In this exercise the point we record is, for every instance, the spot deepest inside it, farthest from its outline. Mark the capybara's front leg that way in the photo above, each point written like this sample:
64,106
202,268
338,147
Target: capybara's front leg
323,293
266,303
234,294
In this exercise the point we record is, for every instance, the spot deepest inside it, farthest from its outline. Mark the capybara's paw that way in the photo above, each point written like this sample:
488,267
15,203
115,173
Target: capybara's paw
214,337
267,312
* * *
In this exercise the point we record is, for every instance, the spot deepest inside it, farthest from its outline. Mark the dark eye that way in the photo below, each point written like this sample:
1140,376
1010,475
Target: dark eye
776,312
---
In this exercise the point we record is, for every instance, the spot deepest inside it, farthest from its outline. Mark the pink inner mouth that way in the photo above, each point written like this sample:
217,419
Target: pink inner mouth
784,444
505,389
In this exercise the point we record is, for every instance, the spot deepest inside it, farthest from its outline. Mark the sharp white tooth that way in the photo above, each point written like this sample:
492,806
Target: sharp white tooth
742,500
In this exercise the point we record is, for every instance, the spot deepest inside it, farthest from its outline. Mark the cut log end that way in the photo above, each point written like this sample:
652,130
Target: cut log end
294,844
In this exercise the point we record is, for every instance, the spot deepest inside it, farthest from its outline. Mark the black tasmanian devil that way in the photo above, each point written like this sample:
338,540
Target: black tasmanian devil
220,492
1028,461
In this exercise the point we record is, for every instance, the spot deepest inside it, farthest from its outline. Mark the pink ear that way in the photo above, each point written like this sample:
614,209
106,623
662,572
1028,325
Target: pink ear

Work required: Reproduce word for word every line above, from the line that contains "the capybara's front" down to the line that contains "Target: capybara's front leg", including both of those lines.

Solution for this exercise:
In this exercise the point we record is, for every instance, the spot deepest inside it, farthest from its outline. Mark the capybara's front leg that way in the photo above, each point written like this sample:
64,106
202,268
338,147
Target: capybara's front leg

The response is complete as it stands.